Page text.
Oh well, I guess this is what I get for bringing a vintage tractor on the information superhighway.

I smell stinkpad…

I’m currently trying to kick my computer collecting habit, as there’s only room for so many of the things in my flat. My plan is to get down to two machines: one small, low-powered one that can be left on all the time, for things like playing MP3s and internet radio, and running BitTorrent, and a big fast machine crammed with noisy fans to use for my digital audio experiments. The role of the low-powered machine used to be filled by Linosaur, my Linux server, but it’s currently down after a failed attempt to fit it into a smaller case. (That’s “down” as in dismantled in a cardboard box in my mum and dad’s garage. No, it doesn’t respond to pings.)

Hence, I decided that the Stinkpad should take its place. This is an old IBM Thinkpad 600E that refuses to die. It was made at IBM’s plant in Greenock, so it has some typically Scottish quirks such as headbutting you on errors instead of beeping. I upgraded the memory and hard drive, but I can’t do anything about the slow-ass 500MHz CPU. However in this application, the slowness isn’t a problem, as long as it can run uTorrent and Winamp.

Goals.
1 > Duplicate the laptop post from "I smell stinkpad…" to "respond to pings.)".
2 > According to the laptop post, where was the IBM Thinkpad 600E made?

Information provided.
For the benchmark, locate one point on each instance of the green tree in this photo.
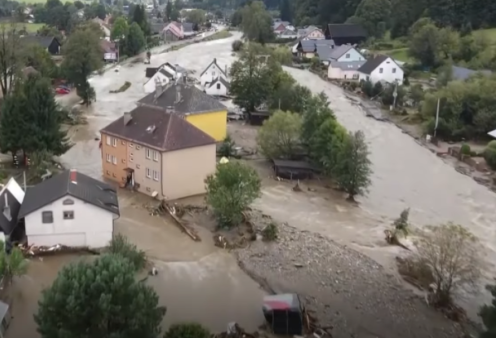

Exercise responses.
1 >
I smell stinkpad…

I’m currently trying to kick my computer collecting habit, as there’s only room for so many of the things in my flat. My plan is to get down to two machines: one small, low-powered one that can be left on all the time, for things like playing MP3s and internet radio, and running BitTorrent, and a big fast machine crammed with noisy fans to use for my digital audio experiments. The role of the low-powered machine used to be filled by Linosaur, my Linux server, but it’s currently down after a failed attempt to fit it into a smaller case. (That’s “down” as in dismantled in a cardboard box in my mum and dad’s garage. No, it doesn’t respond to pings.)

2 > At IBM's plant in Greenock.